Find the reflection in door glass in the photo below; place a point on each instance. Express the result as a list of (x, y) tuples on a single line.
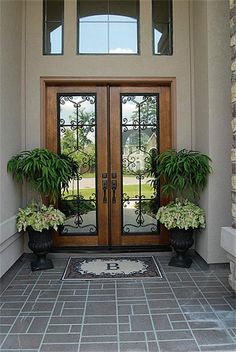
[(77, 122), (140, 136)]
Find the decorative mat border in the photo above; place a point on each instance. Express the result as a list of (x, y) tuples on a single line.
[(153, 272)]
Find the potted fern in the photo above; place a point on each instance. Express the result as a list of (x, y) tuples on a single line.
[(183, 176), (45, 172)]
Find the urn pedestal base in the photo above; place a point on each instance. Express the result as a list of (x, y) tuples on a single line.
[(181, 241), (180, 261), (40, 243)]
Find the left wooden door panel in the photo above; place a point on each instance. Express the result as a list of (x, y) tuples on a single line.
[(76, 124)]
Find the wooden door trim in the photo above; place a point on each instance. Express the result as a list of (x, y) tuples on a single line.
[(57, 81)]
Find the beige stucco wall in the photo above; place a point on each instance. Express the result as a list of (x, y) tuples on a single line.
[(11, 243), (200, 64), (212, 132)]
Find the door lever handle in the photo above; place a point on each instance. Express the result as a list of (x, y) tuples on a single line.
[(113, 187), (104, 187)]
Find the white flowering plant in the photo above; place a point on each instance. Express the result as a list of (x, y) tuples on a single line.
[(39, 217), (182, 215)]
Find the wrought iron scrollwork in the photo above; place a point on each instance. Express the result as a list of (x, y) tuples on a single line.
[(140, 136), (77, 125)]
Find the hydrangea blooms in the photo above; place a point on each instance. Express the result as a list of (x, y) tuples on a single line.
[(39, 217), (182, 215)]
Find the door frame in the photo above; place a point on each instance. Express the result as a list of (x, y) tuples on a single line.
[(46, 82), (57, 82)]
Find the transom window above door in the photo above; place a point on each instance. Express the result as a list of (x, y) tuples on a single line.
[(108, 26)]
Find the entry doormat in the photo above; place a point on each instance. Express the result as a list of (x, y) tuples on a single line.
[(89, 268)]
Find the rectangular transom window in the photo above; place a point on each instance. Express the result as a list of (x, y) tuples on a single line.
[(53, 23), (108, 26), (162, 27)]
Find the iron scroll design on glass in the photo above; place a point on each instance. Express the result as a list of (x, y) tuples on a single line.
[(140, 146), (77, 138)]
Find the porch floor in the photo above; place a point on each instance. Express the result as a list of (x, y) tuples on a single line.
[(188, 310)]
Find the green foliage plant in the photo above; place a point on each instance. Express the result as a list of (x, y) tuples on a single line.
[(184, 173), (39, 218), (182, 215), (44, 170)]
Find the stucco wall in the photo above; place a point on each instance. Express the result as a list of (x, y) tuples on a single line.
[(11, 243), (142, 65), (200, 63), (212, 133)]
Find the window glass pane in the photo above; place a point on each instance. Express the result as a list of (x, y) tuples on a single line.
[(123, 38), (108, 26), (161, 11), (93, 38), (162, 26), (93, 10), (53, 26), (162, 39), (54, 10), (123, 10), (53, 38)]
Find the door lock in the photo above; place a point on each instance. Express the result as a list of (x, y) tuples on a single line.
[(104, 187)]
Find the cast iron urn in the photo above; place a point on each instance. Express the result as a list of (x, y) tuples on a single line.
[(40, 243), (181, 240)]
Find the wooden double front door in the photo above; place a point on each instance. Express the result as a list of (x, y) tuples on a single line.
[(115, 133)]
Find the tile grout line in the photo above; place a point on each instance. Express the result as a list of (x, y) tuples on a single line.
[(50, 316), (220, 321), (83, 318), (184, 315), (150, 315), (20, 311), (17, 273)]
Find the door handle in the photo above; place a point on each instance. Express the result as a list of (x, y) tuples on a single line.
[(104, 187), (113, 187)]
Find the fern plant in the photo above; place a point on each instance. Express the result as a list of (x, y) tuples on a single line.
[(184, 173), (44, 170)]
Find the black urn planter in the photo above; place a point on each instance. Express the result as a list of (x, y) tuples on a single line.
[(40, 243), (181, 240)]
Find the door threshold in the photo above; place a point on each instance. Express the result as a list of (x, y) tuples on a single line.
[(116, 249)]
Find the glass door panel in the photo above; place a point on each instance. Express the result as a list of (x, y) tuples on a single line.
[(115, 134), (140, 128), (140, 137), (77, 124)]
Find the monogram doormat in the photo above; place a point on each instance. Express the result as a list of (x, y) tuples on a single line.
[(89, 268)]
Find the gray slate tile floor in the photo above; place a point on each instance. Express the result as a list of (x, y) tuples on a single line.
[(188, 310)]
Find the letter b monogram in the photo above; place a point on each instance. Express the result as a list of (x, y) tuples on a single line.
[(112, 266)]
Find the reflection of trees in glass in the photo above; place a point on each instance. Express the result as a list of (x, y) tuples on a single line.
[(147, 110)]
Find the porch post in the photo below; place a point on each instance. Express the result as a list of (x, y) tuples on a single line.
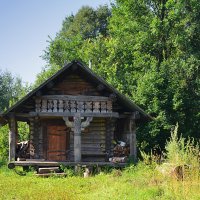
[(77, 126), (133, 146), (12, 138), (77, 137)]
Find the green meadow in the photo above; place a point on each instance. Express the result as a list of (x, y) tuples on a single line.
[(134, 182)]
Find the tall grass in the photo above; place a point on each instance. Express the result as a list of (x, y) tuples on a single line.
[(181, 151), (136, 182)]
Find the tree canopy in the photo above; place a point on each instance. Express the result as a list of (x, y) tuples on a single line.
[(147, 49)]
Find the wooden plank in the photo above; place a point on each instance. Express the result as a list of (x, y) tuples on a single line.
[(77, 98), (12, 137), (51, 174), (70, 114), (53, 163), (133, 145), (48, 170)]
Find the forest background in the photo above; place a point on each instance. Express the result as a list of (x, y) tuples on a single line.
[(148, 49)]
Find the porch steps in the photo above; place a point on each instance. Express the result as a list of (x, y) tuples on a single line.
[(50, 171), (52, 175), (45, 170)]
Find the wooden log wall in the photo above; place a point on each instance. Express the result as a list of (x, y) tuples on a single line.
[(110, 128), (74, 85), (93, 140)]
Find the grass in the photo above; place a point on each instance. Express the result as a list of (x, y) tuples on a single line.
[(142, 182), (135, 182)]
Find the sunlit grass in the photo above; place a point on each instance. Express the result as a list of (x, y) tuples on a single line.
[(135, 182)]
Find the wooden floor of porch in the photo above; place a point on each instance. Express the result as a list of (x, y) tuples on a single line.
[(38, 163)]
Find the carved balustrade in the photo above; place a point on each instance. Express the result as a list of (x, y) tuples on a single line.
[(73, 104)]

--*--

Assignment:
Write out the data once more exactly, omitting the pictures.

Exercise solution:
Find the reflection in door glass in the photo below; place a point on each instance. Express the result as a list of (x, y) tuples on a single line.
[(77, 122), (140, 136)]
Find the decorative mat border in the photo above; place a point on each instance. Express the result as a list of (x, y) tuples on a single line.
[(153, 272)]
Find the potted fern in the photo above; place a point on each instance. Express the result as a list of (x, y) tuples on a single line.
[(183, 176), (45, 172)]
Find the urn pedestal base in the photo above; place a point on each instance. Express the result as a list of (x, y) tuples on a single line.
[(181, 241), (180, 261), (40, 243)]
Find the left wooden door panel in the photo above; place a point on each instance. Express the result as a list of (x, y) tuples on a single line.
[(76, 124)]
Find the wooden door trim in the photo above; place a point on each instance. Express the result as a list of (x, y) tuples on a single line.
[(57, 81)]
Find the beige stucco wall in the photo above; place a point on each instance. Express the result as a list of (x, y) tuples on a single line.
[(11, 243), (200, 64), (212, 132)]
Find the door lever handle in the photo above; place a point on each instance. Express the result as a list of (x, y) tuples on a single line.
[(113, 187), (104, 187)]
Find the white flowering plant in the photo above; place a point on each instance. Express the result as a list of (x, y) tuples on a single line.
[(39, 217), (182, 215)]
Find the wrought iron scrollwork in the photo above; place a point on each instance. Express the result as a list of (x, y) tuples on a single line.
[(140, 136), (77, 125)]
Find the hydrangea blooms in the photo above; place a point on each instance. Express the result as a list of (x, y) tuples on a single line.
[(39, 217), (182, 215)]
Find the door frame in the photo above; place a point on each instance. Express the result as a list of (x, y) tuples on a single line.
[(46, 82), (57, 82)]
Find the transom window above door in the photo above; place a point on each instance. Express the result as a list of (x, y) tuples on a single line.
[(108, 26)]
Find the entry doormat in the photo above; place a point on each instance. Express the result as a list of (x, y) tuples on a single line.
[(89, 268)]
Find the rectangular transom window in the photo above; place a point on each instance. Express the result as a list of (x, y) tuples on a single line.
[(53, 23), (108, 26), (162, 27)]
Find the iron scroll design on glass in the photo above; place a point on each instance. Express the result as a list of (x, y) tuples on a single line.
[(140, 146), (77, 138)]
Find the porch floor in the photo above; place a point on each instance. Express the result as a list of (x, y) tuples on a single line.
[(188, 310)]
Find the green foliage plant in the photo above; place a point on each instance. Express the result as a list of (x, y) tuples on a single line.
[(184, 173), (39, 218), (182, 215), (44, 170)]
Find the stucco wall in the photo above; place a point on each instance. Express the result as a list of (x, y) tuples on a single line.
[(11, 243), (142, 65), (200, 63), (212, 133)]
Find the window glass pane in the photo above; place a point on each instance. Express the result as a list of (x, y) tuples on a single line.
[(123, 38), (108, 26), (161, 11), (93, 38), (162, 26), (93, 10), (53, 26), (162, 39), (54, 10), (123, 10), (53, 38)]
Find the door lock in the photo above; place a point on each instance. Express the result as a list of (x, y) tuples on a single line.
[(104, 187)]
Find the cast iron urn in the photo above; place a point on each instance. Express the result as a list of (x, y) tuples on a single line.
[(40, 243), (181, 240)]
Find the wooden double front door in the photo above; place a point on each instance. Express the result as a list of (x, y) tuples on a single line.
[(115, 133)]
Find the tile grout line in the photo above; place a point on each instance. Express the result as a list of (x, y) tuples on a single line.
[(50, 316), (220, 321), (83, 318), (184, 315), (150, 315), (20, 311), (17, 273)]
Find the door handle in the photo above; place a point on each instance. Express the result as a list of (x, y) tuples on a single line.
[(104, 187), (113, 187)]
Find the fern plant in the photo above; place a point on each instance. Express the result as a list of (x, y) tuples on a single line.
[(184, 173), (44, 170)]
Find the black urn planter in the photo above; place a point on each instance. Express the result as a list of (x, y) tuples on a single line.
[(40, 243), (181, 240)]
Find the door threshold in the photo above; place a point on each instance. Express the result as a list of (x, y) tuples on a single line.
[(116, 249)]
Find the glass door panel in the photo above; place a point on each instance. Express the result as a list of (x, y) tuples on a single line.
[(115, 134), (140, 128), (140, 137), (77, 124)]
Find the monogram doormat in the photo above; place a point on each instance. Express the result as a list of (x, y) tuples on a single line.
[(89, 268)]
Find the gray slate tile floor in the photo above; place a point on each instance. Express the result as a list of (x, y) tuples on a single line.
[(188, 310)]
Find the letter b monogram in the photo above; place a point on each instance. Express the result as a list of (x, y) tuples on a single line.
[(112, 266)]
Find the reflection of trees in glass in the photo above; place a point on each instance. Express the result as a list of (x, y) tuples on a single line.
[(147, 110)]
Find the porch post in the photo below; place a point on each instance. Express the result as a list of (x, y) tuples on a single line.
[(77, 126), (133, 146), (12, 138), (77, 137)]
Find the green meadow in the photo above; place a point on each instance. Express the result as a list of (x, y) tuples on a single line.
[(134, 182)]
Find the tall grass in the photo above; place a point on each instance. Express the result as a list of (x, y) tuples on a single line.
[(181, 151), (136, 182)]
Find the tree canopy in the photo above; place a point on each instance. Express the result as a list of (x, y) tuples on a single line.
[(147, 49)]
Find the wooden plank in the photo above; place a point on each instance. Express the result as a list of (x, y) tuples on a single line.
[(77, 98), (12, 137), (51, 174), (70, 114), (53, 163), (133, 145), (48, 170)]
Find the forest background in the photo above; place a point on each instance. Express the result as a list of (x, y) tuples on a single line.
[(148, 49)]
Find the porch steps in the photo above; place a point on each instance. Express the result as a list of (x, y) tuples on a single line.
[(50, 171), (52, 175), (45, 170)]
Find the wooden log wall in the photo above; place a point on each instance. Express the result as a list of (x, y) tuples on a single line.
[(110, 128), (74, 85), (93, 140)]
Find the grass in the photo above; place a point on each instance. Express the result as a list of (x, y) tuples on a single line.
[(142, 182), (135, 182)]
Find the sunlit grass in the photo above; place a point on each instance. Express the result as a list of (x, y) tuples on a single line.
[(135, 182)]
Find the wooden floor of porch in the photo above; place a point on each instance. Express the result as a list of (x, y) tuples on a single line.
[(38, 163)]
Find the carved balustrade in the photo above; place a point on each instance. Express the result as a list of (x, y) tuples on a single line.
[(73, 104)]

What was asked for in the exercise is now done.